= Exercise brief =
Tally the lines in the records below that contain the string "gear". How many are there? Reply with the number only.

■ ■ ■ ■

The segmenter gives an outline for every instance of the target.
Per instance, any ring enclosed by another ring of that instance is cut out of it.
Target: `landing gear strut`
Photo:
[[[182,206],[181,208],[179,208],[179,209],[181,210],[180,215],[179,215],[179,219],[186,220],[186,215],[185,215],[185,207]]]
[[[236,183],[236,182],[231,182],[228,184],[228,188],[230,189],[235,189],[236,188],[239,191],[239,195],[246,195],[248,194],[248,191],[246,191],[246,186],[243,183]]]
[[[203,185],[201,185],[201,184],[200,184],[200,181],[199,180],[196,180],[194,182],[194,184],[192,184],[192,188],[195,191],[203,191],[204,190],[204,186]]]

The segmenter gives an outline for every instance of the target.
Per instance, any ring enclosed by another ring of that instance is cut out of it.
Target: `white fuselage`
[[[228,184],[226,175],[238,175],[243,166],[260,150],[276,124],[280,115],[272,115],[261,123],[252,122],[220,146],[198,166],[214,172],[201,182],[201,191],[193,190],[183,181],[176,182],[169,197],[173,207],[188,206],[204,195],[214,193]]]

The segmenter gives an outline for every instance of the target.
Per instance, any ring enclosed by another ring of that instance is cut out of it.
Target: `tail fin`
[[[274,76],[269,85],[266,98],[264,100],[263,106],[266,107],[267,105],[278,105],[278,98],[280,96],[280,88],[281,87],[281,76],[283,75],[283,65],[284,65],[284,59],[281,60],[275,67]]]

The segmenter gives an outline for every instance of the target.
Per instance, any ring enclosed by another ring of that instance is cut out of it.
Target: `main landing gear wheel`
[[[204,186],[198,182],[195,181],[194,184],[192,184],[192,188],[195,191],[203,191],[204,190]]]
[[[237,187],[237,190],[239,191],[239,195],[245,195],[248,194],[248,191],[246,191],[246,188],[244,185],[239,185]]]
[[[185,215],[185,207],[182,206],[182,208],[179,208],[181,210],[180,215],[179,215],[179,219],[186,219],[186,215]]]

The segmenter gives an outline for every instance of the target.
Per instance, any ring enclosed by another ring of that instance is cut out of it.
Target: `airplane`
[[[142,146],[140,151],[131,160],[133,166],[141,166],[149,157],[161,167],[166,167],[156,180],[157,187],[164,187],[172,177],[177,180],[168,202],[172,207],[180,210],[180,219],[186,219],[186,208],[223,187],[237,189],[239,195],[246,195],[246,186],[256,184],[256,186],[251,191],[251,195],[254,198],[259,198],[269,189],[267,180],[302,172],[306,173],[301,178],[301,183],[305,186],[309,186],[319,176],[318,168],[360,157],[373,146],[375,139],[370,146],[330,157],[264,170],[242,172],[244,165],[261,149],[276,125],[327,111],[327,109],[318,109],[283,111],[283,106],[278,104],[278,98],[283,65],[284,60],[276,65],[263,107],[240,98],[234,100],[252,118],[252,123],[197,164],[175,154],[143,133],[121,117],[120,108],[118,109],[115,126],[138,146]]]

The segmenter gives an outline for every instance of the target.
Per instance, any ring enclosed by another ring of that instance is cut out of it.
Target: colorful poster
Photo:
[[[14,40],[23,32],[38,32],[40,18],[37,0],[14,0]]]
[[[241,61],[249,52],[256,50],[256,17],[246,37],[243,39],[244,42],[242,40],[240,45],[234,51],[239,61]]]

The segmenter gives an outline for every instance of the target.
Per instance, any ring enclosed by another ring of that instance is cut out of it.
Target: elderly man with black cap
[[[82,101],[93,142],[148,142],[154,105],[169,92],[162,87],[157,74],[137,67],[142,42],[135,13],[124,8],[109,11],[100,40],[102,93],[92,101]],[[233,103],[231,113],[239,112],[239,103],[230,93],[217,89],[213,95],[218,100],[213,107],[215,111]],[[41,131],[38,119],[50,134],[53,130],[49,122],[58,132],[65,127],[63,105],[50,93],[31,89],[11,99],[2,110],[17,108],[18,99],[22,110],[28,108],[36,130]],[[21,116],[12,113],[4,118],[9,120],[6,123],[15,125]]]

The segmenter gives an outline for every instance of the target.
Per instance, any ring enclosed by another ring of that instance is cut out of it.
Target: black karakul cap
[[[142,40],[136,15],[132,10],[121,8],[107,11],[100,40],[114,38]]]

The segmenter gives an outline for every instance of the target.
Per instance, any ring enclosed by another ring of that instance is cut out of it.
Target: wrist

■ ■ ■ ■

= Task solution =
2